Photo: KKPCW / Wikimedia Commons, CC BY-SA 4.0. Main gate of Museum Meiji-mura, Inuyama — the entry to the open-air museum hosting Demon Slayer × Meiji-mura Spring 2026, which closes May 31.
March 7 to May 31, 2026. One open-air museum of relocated Meiji-era buildings in Inuyama, Aichi. Three escape-game courses for one to three thousand yen each, thirteen character-themed dishes across the village's restaurants, four interactive attractions, and a key visual drawn by ufotable showing Tanjiro, Zenitsu, Giyu, Shinobu, and Muichiro in Meiji-period student uniforms. This is the Demon Slayer collaboration that nobody outside Japan is writing about in English, and it is closing in four weeks. I ran it as a Nagoya day-trip and the village turned out to be the best pilgrimage venue the franchise has had in years — the buildings actually look like the world Tanjiro walks through, which is the entire point.
+-------+
- [What to do]
a - From the Demon Slayer × Meiji-mura text, copy the passage that begins at the words "Photo: KKPCW /" and stops after the words "closes May 31.".
b - In the records, rewrite the lines starting at the line that contains "long brown hair?" and ending after the line that contains "67 101 L 70". Change "instance" to "occurrence" and keep everything else the same.
+-------+
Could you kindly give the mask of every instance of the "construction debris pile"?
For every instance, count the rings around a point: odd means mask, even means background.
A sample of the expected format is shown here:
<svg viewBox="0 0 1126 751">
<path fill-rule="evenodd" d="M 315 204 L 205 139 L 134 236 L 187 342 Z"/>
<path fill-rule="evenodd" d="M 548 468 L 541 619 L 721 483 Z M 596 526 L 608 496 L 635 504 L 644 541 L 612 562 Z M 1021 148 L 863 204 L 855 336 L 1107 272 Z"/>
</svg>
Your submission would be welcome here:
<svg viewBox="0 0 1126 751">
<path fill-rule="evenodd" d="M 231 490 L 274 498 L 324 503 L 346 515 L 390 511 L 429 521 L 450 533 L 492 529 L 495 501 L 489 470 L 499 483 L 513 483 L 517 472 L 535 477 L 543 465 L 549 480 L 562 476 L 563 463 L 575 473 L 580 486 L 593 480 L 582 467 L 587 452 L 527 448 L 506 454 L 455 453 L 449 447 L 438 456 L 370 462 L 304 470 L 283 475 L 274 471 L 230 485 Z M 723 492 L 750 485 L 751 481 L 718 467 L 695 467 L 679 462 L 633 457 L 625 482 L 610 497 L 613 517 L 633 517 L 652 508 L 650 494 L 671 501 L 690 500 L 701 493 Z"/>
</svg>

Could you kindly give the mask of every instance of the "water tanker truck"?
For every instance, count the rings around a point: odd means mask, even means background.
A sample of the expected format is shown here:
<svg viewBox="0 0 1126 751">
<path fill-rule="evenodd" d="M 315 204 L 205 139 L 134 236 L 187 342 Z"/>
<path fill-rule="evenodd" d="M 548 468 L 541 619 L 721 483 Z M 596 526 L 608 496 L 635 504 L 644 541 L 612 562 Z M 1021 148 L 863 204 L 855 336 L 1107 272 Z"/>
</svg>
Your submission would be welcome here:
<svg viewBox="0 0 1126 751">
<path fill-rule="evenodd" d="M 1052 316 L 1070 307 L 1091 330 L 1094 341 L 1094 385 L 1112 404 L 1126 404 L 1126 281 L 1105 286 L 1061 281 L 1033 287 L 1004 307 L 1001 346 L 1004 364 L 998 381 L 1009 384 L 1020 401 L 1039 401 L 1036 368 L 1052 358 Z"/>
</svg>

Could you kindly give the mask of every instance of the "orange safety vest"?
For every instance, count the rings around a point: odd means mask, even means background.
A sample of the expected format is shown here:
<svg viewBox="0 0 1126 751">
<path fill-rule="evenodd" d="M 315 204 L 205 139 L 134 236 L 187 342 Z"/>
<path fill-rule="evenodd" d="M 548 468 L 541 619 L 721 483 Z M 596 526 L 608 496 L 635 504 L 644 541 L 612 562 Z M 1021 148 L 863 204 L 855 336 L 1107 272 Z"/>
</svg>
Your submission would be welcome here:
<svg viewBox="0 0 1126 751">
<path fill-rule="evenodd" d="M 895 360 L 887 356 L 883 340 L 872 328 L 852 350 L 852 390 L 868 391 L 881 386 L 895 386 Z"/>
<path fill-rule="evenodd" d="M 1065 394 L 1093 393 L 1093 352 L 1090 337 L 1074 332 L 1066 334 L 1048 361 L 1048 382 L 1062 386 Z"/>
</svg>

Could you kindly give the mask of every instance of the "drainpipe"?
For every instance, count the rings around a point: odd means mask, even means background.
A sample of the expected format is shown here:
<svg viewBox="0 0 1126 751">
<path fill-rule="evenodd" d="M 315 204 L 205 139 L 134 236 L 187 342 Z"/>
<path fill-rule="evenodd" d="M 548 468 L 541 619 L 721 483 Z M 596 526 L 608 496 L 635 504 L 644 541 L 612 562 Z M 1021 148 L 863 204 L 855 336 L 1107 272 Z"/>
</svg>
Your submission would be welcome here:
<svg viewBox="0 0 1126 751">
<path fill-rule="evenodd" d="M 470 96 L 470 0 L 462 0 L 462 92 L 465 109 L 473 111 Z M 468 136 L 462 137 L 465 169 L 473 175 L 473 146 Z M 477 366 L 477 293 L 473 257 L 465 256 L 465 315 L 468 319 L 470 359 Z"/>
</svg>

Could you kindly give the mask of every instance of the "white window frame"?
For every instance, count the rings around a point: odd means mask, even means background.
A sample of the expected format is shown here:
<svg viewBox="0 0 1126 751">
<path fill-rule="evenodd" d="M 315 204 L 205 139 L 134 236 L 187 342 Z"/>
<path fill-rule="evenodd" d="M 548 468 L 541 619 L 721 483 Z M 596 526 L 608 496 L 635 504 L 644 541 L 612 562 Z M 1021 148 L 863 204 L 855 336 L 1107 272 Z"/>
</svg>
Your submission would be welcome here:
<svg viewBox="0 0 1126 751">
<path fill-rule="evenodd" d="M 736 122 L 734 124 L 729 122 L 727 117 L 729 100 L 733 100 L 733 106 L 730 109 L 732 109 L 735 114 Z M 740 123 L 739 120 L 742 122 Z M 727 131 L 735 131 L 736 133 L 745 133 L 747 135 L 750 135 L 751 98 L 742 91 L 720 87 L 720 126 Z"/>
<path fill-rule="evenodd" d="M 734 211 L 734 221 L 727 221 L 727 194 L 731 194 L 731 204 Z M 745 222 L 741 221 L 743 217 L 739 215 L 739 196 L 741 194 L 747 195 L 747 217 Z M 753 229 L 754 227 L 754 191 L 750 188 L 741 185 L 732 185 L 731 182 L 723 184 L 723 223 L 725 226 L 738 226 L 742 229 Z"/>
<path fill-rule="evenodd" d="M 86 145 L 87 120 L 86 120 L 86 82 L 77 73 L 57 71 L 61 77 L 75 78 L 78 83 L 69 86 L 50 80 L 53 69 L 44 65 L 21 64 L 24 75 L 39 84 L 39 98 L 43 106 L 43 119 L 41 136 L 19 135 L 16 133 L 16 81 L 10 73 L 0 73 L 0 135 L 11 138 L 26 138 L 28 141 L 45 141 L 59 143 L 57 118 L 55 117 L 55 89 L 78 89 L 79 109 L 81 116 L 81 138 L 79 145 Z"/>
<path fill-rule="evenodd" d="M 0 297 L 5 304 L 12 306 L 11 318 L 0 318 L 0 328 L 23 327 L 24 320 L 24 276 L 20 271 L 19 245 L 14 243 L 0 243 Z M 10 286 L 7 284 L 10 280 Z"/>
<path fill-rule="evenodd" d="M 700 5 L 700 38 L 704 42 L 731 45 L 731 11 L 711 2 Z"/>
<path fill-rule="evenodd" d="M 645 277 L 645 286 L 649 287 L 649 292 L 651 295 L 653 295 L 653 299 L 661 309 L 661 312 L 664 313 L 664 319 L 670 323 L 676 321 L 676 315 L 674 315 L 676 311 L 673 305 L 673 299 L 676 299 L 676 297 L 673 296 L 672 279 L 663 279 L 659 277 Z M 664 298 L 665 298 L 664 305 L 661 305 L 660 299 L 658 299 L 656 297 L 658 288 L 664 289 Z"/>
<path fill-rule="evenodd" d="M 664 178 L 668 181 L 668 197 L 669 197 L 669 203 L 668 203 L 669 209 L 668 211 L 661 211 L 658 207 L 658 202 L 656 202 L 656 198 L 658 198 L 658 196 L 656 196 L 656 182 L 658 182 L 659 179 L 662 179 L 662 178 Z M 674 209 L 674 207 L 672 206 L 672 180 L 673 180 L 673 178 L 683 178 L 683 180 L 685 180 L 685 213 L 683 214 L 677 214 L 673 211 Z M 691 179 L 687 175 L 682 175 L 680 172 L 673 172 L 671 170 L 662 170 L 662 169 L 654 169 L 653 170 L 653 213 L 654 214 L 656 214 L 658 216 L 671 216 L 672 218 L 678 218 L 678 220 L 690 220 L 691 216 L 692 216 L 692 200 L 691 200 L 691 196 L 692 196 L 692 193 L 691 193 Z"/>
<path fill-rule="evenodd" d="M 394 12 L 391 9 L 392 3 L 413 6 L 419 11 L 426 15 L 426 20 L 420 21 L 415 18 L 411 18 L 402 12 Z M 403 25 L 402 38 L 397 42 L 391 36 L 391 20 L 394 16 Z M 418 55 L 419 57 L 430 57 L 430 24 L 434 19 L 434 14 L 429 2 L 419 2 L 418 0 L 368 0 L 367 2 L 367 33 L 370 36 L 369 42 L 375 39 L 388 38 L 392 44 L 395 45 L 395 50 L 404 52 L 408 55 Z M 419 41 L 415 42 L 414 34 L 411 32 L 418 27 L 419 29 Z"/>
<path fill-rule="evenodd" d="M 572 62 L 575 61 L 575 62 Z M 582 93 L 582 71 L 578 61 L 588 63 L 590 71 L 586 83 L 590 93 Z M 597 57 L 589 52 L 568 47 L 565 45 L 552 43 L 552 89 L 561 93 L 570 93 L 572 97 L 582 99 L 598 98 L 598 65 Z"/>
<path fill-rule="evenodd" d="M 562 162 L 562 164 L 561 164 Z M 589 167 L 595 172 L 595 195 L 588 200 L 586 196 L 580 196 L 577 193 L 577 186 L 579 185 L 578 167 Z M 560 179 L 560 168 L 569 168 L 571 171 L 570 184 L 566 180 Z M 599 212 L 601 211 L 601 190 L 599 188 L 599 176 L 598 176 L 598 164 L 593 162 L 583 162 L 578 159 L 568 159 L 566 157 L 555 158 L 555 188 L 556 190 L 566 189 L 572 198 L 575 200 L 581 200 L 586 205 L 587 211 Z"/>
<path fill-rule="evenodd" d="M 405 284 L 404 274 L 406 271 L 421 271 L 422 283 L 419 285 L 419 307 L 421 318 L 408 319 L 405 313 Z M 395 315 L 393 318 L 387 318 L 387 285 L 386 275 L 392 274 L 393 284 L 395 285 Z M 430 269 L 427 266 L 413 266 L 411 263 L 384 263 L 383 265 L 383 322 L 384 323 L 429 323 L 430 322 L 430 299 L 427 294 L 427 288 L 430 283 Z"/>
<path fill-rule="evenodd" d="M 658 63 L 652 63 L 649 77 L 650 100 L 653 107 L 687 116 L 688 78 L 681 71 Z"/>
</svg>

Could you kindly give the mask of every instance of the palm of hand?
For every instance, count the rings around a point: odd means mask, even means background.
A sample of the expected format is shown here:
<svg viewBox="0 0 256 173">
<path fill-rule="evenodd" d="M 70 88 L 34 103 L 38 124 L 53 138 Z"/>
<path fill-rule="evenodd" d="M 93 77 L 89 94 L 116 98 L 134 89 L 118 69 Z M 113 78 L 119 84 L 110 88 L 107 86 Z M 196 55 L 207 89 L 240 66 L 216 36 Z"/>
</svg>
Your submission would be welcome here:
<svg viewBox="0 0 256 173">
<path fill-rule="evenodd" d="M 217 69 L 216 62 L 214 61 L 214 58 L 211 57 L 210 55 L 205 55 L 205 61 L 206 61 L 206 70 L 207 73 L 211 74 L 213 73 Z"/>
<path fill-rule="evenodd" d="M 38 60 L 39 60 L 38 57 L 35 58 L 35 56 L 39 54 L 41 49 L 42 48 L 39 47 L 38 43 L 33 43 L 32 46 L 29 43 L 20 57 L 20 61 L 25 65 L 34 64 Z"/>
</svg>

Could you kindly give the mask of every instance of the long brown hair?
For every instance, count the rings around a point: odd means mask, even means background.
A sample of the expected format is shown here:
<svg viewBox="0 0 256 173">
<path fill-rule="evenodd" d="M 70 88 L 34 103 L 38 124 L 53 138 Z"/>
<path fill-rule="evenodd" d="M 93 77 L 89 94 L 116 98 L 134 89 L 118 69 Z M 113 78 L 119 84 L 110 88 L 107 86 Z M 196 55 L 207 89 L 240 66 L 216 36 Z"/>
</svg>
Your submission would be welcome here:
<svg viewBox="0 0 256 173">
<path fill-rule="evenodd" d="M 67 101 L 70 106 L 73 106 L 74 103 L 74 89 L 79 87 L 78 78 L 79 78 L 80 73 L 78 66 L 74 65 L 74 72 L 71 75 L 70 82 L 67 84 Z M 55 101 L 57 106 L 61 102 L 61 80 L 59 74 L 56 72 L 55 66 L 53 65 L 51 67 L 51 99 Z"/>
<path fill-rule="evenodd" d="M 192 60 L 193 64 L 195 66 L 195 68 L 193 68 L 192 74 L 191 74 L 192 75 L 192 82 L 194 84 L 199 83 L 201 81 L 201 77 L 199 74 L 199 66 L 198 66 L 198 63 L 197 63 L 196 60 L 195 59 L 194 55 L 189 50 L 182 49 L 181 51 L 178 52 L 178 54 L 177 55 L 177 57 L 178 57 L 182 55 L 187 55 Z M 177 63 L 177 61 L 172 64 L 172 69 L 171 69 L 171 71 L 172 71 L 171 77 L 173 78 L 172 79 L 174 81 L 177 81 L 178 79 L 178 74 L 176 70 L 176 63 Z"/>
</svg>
+-------+
- [Solutions in order]
a -
Photo: KKPCW / Wikimedia Commons, CC BY-SA 4.0. Main gate of Museum Meiji-mura, Inuyama — the entry to the open-air museum hosting Demon Slayer × Meiji-mura Spring 2026, which closes May 31.

b -
Could you kindly give the mask of every occurrence of the long brown hair?
For every occurrence, count the rings around a point: odd means mask, even means background.
A sample of the expected format is shown here:
<svg viewBox="0 0 256 173">
<path fill-rule="evenodd" d="M 70 88 L 34 103 L 38 124 L 53 138 Z"/>
<path fill-rule="evenodd" d="M 93 77 L 89 94 L 116 98 L 134 89 L 118 69 Z M 113 78 L 119 84 L 110 88 L 107 86 Z M 196 55 L 207 89 L 240 66 L 216 36 Z"/>
</svg>
Your submission would be welcome here:
<svg viewBox="0 0 256 173">
<path fill-rule="evenodd" d="M 67 101 L 70 106 L 73 106 L 74 103 L 74 89 L 79 87 L 78 78 L 79 78 L 80 73 L 78 66 L 74 65 L 74 72 L 71 75 L 70 82 L 67 84 Z M 55 101 L 57 106 L 61 102 L 61 80 L 59 74 L 56 72 L 55 66 L 53 65 L 51 67 L 51 99 Z"/>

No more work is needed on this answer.